-- PROBLEM STATEMENT --
Report every line from the material that contains the word "background".
EXERCISE MATERIALS Start Marker
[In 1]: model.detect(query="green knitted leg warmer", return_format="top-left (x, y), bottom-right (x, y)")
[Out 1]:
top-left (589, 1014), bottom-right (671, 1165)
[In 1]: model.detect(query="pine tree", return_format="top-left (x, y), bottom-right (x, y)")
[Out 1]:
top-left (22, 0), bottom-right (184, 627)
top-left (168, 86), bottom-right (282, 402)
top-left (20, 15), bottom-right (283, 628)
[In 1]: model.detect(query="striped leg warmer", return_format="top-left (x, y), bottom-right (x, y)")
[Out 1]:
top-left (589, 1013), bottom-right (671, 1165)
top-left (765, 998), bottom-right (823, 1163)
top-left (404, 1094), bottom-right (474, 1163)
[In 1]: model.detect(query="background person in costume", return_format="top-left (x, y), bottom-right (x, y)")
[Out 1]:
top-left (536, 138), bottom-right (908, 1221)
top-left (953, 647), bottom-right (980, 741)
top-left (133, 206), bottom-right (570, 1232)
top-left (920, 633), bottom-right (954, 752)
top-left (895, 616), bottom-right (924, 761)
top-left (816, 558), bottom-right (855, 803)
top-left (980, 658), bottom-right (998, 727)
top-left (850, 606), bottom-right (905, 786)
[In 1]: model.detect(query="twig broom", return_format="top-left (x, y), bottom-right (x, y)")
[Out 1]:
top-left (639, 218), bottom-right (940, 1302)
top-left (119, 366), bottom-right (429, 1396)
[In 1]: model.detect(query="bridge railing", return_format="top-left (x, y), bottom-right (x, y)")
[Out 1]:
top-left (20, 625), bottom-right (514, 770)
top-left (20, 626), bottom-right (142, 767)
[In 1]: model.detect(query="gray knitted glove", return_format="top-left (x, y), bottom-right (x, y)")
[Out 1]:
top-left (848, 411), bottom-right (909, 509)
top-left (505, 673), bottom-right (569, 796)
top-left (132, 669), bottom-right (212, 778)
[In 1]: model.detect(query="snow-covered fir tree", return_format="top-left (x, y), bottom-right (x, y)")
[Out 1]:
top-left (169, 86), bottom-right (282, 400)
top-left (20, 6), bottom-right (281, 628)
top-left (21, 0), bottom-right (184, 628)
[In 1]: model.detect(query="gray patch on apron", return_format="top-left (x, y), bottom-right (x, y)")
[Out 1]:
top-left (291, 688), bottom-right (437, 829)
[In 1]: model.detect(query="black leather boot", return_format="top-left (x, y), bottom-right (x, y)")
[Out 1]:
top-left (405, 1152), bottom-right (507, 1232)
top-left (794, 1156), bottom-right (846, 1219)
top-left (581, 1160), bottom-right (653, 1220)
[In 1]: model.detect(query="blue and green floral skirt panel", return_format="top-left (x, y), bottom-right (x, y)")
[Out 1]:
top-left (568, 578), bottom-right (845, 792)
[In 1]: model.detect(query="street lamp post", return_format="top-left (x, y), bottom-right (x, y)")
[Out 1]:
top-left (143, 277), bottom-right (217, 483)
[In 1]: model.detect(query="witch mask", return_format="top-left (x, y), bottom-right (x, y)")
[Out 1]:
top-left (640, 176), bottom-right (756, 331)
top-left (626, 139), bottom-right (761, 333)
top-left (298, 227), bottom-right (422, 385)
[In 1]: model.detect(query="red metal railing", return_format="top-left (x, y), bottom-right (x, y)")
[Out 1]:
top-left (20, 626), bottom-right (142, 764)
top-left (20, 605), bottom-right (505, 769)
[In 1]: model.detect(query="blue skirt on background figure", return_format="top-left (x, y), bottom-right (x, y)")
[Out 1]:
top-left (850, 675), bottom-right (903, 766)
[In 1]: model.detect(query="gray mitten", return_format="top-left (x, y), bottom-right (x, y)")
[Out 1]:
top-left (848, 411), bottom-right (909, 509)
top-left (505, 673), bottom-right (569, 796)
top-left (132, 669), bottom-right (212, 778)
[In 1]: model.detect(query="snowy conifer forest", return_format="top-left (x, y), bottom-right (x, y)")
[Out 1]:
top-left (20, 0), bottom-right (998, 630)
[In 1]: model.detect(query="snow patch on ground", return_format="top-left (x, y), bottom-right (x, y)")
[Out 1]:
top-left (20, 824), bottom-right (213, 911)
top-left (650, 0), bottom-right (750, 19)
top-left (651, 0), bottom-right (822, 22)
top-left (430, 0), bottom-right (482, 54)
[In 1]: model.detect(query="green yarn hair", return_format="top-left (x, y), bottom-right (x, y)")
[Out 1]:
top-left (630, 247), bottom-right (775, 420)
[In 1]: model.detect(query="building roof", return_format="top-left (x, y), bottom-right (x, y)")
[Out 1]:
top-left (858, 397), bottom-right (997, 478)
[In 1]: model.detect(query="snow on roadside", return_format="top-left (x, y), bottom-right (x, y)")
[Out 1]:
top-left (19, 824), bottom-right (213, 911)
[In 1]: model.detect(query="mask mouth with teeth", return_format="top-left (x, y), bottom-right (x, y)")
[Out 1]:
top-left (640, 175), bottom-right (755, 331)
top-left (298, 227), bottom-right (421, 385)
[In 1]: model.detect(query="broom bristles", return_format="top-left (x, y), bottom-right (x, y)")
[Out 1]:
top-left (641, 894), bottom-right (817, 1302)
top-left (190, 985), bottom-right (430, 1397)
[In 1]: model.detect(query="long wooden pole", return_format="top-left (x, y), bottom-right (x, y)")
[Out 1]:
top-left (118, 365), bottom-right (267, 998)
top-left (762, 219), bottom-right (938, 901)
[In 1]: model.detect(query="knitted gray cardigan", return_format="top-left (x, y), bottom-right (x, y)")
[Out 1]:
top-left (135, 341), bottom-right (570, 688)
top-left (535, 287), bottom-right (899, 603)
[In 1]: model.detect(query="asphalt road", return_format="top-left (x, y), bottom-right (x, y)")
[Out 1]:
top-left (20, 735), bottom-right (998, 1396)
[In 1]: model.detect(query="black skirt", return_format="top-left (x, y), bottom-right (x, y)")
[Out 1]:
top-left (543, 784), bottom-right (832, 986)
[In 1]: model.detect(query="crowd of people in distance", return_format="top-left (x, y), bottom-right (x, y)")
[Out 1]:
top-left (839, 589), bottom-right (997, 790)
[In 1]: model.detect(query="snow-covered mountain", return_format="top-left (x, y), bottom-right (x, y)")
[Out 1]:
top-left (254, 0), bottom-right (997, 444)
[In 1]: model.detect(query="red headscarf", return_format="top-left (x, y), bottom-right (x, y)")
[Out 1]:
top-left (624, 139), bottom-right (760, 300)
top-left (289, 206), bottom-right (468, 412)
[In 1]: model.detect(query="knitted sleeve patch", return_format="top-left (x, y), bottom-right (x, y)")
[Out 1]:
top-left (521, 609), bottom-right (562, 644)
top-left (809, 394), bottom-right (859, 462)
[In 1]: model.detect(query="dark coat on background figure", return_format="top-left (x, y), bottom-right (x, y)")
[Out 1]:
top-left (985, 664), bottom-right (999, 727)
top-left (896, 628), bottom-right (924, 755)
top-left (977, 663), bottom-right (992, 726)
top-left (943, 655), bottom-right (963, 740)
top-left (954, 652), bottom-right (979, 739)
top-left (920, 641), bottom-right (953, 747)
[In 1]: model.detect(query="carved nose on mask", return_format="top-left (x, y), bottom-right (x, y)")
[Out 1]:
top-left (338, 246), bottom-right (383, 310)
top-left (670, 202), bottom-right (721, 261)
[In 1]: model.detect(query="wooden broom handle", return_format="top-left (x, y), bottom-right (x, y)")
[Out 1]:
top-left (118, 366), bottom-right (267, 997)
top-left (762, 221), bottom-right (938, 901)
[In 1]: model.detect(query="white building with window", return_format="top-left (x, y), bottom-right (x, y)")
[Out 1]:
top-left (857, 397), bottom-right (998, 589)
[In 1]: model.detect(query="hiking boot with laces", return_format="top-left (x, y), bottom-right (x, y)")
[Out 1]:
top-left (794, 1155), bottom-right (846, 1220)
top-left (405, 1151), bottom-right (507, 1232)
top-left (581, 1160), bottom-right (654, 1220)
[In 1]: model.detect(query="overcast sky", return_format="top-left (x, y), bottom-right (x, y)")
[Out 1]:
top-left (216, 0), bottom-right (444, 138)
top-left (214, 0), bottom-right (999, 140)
EXERCISE MATERIALS End Marker
-- OUTPUT BELOW --
[In 1]: model.detect(query="background person in costume", return_format="top-left (x, y), bottom-right (x, y)")
[In 1]: model.detect(query="blue skirt on background figure", return_format="top-left (x, y), bottom-right (x, y)")
[In 1]: model.detect(query="dark coat on background figure", return_format="top-left (x, y), bottom-right (x, y)")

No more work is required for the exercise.